[Opening Material for this task section]
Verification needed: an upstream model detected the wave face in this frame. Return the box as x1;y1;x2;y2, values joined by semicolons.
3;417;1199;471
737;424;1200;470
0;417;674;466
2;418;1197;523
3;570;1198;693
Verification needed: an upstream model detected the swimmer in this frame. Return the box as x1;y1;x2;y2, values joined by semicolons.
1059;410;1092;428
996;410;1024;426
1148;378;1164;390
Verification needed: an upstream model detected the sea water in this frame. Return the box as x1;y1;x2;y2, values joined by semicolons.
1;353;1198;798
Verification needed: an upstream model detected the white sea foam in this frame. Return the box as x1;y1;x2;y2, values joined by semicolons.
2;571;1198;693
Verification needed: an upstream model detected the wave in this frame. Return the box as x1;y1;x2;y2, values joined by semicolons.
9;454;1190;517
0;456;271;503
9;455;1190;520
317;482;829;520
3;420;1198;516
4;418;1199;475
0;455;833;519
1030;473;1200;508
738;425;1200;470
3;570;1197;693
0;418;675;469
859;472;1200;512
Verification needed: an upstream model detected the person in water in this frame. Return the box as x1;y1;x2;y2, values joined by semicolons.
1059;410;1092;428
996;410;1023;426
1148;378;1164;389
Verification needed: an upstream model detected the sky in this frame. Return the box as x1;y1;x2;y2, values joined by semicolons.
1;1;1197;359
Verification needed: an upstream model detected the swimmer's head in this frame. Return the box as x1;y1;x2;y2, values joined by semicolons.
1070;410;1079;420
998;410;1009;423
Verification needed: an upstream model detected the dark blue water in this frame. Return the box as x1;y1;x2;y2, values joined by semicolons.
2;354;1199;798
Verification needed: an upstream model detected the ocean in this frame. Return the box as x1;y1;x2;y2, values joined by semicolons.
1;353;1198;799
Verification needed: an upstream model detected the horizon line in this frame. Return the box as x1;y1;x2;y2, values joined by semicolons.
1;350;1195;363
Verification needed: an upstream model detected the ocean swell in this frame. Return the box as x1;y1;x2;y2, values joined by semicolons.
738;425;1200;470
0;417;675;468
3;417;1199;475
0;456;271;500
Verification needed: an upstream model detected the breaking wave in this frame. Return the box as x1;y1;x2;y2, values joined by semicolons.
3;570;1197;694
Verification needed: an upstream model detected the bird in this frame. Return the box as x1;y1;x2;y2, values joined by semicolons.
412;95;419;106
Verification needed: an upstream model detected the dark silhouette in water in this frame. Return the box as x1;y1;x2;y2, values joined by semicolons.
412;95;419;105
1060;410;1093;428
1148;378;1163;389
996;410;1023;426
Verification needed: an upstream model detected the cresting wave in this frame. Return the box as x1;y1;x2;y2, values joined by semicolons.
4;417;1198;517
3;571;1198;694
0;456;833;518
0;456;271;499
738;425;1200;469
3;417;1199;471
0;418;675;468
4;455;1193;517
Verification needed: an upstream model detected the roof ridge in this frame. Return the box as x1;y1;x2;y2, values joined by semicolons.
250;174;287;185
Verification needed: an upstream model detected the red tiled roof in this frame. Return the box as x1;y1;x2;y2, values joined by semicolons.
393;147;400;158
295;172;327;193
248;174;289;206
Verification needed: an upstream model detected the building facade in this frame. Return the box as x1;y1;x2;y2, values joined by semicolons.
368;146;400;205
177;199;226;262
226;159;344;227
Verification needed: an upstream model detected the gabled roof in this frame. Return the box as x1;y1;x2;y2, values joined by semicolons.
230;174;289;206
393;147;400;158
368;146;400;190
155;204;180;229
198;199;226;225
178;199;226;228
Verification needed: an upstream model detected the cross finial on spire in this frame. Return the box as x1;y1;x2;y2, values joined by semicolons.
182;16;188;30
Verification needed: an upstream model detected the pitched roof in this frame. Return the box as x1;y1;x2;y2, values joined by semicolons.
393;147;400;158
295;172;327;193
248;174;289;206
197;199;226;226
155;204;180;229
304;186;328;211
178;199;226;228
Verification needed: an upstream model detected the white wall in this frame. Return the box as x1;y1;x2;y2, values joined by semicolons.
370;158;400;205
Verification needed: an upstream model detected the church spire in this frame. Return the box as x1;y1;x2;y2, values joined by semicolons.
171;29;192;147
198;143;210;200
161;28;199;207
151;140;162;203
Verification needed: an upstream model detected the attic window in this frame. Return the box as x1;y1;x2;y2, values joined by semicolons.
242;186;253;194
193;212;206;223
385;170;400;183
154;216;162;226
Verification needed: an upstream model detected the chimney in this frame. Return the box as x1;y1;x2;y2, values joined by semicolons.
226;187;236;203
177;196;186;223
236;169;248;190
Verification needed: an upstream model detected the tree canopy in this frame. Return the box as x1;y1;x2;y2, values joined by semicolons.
[Closing Material for this task section]
### Exercise
Your answer should be the lines from the one containing "Verification needed: an upstream model detected the chimney" to the end of the entries above, restated exactly and alone.

### Answer section
Verification needed: an upstream model detected the chimney in this frame. Return the box as x1;y1;x2;y2, values joined by semicolons.
226;187;236;203
177;196;186;223
236;169;248;190
Verification needed: an upstream model detected the tree canopy in this frame. Return the box as x1;y1;x2;y2, values joined by semicolons.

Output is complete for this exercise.